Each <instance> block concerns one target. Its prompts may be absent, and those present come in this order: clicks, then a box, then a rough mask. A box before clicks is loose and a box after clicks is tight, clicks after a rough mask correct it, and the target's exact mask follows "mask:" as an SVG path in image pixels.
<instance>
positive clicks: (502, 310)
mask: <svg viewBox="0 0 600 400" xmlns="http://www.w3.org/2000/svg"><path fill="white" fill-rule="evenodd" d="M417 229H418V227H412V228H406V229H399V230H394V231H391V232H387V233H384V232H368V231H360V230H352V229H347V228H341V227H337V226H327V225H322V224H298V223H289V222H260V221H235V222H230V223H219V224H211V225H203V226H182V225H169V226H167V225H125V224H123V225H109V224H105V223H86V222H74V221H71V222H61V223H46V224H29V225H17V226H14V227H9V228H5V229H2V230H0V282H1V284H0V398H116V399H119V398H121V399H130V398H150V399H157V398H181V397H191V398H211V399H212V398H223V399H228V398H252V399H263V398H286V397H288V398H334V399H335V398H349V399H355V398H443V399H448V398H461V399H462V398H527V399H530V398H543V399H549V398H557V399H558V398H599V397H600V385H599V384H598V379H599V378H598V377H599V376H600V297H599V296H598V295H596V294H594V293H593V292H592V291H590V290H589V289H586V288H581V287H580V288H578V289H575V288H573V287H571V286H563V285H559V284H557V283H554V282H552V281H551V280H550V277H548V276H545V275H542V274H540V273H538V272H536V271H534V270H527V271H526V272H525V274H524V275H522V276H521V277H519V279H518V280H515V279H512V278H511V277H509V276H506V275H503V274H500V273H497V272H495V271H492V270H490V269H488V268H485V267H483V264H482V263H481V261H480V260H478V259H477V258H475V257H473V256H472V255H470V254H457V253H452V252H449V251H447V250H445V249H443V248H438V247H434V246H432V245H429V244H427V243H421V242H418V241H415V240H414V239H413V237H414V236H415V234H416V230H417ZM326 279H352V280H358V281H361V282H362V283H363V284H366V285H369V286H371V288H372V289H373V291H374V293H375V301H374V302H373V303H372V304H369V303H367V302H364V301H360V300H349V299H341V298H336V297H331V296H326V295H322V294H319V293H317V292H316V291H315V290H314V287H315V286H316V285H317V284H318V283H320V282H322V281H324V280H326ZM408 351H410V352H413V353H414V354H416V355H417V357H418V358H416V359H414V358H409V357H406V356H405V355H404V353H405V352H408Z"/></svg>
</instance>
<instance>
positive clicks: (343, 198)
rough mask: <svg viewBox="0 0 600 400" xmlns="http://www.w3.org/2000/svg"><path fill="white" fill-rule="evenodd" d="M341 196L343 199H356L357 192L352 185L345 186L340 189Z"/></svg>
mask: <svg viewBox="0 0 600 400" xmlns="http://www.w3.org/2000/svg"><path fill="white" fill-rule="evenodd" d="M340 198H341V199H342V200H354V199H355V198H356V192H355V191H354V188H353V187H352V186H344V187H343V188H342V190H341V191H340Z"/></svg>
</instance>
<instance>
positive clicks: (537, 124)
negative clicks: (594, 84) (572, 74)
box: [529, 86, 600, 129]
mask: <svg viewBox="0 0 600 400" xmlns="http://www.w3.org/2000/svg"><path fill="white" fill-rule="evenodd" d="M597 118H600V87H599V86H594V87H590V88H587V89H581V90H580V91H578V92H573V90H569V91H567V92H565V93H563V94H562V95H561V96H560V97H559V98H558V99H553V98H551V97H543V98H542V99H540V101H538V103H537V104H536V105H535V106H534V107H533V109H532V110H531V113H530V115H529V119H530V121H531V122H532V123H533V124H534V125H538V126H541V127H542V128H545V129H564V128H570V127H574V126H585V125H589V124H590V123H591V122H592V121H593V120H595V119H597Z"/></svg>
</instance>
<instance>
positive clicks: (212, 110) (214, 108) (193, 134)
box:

## What to produce
Reproduce all of the rows above verbatim, with every character and line break left unchanged.

## Task result
Each <instance> block concerns one target. Its prompts may be absent, and those present come in this order: clicks, then a box, then a rough mask. A box before clicks is loose and a box after clicks is tight, clicks after a rough mask correct it, and the target's exact mask follows "mask:" as an SVG path in image pixels.
<instance>
positive clicks: (502, 310)
mask: <svg viewBox="0 0 600 400" xmlns="http://www.w3.org/2000/svg"><path fill="white" fill-rule="evenodd" d="M417 229H418V227H412V228H406V229H399V230H394V231H391V232H387V233H384V232H368V231H360V230H352V229H347V228H341V227H337V226H327V225H322V224H298V223H289V222H260V221H235V222H230V223H219V224H211V225H203V226H182V225H169V226H167V225H125V224H123V225H109V224H105V223H86V222H74V221H71V222H61V223H46V224H29V225H17V226H14V227H9V228H5V229H2V230H0V282H1V284H0V398H116V399H119V398H121V399H130V398H150V399H157V398H181V397H191V398H211V399H212V398H223V399H228V398H252V399H263V398H286V397H288V398H334V399H335V398H349V399H355V398H443V399H448V398H461V399H462V398H527V399H530V398H543V399H549V398H557V399H558V398H599V397H600V385H599V384H598V379H599V378H598V377H599V376H600V297H599V296H598V295H596V294H594V293H593V292H592V291H590V290H589V289H586V288H581V287H580V288H578V289H575V288H573V287H571V286H563V285H559V284H557V283H554V282H552V281H551V280H550V277H548V276H545V275H542V274H540V273H538V272H536V271H534V270H527V271H526V272H525V274H524V275H522V276H521V277H519V279H518V280H515V279H512V278H511V277H509V276H506V275H503V274H500V273H497V272H495V271H492V270H490V269H488V268H485V267H483V264H482V263H481V261H480V260H478V259H477V258H475V257H473V256H472V255H470V254H457V253H452V252H449V251H447V250H445V249H443V248H438V247H434V246H432V245H429V244H427V243H421V242H418V241H415V240H414V239H413V237H414V236H415V234H416V230H417ZM326 279H352V280H358V281H361V282H362V283H363V284H366V285H369V286H371V288H372V289H373V291H374V293H375V301H374V302H373V303H372V304H369V303H367V302H364V301H360V300H349V299H341V298H336V297H331V296H326V295H322V294H319V293H317V292H316V291H315V290H314V287H315V286H316V285H317V284H318V283H320V282H322V281H324V280H326ZM408 351H410V352H413V353H414V354H416V355H417V357H418V358H416V359H414V358H409V357H406V356H405V355H404V353H405V352H408Z"/></svg>
</instance>
<instance>
positive clicks: (343, 198)
rough mask: <svg viewBox="0 0 600 400" xmlns="http://www.w3.org/2000/svg"><path fill="white" fill-rule="evenodd" d="M341 196L343 199H356L357 192L352 185L345 186L340 189Z"/></svg>
mask: <svg viewBox="0 0 600 400" xmlns="http://www.w3.org/2000/svg"><path fill="white" fill-rule="evenodd" d="M340 198H341V199H342V200H354V199H355V198H356V192H355V191H354V188H353V187H352V186H344V187H343V188H342V190H341V191H340Z"/></svg>
</instance>
<instance>
positive clicks: (537, 124)
negative clicks: (594, 84) (572, 74)
box: [529, 86, 600, 129]
mask: <svg viewBox="0 0 600 400" xmlns="http://www.w3.org/2000/svg"><path fill="white" fill-rule="evenodd" d="M597 118H600V87H599V86H594V87H590V88H587V89H581V90H580V91H578V92H573V90H569V91H567V92H565V93H563V94H562V95H561V96H560V97H559V98H558V99H553V98H551V97H543V98H542V99H540V101H538V103H537V104H536V105H535V106H534V107H533V109H532V110H531V113H530V115H529V119H530V121H531V122H532V123H533V124H534V125H538V126H541V127H542V128H545V129H564V128H570V127H574V126H585V125H589V124H590V123H591V122H592V121H593V120H595V119H597Z"/></svg>
</instance>
<instance>
positive clicks: (212, 110) (214, 108) (193, 134)
box:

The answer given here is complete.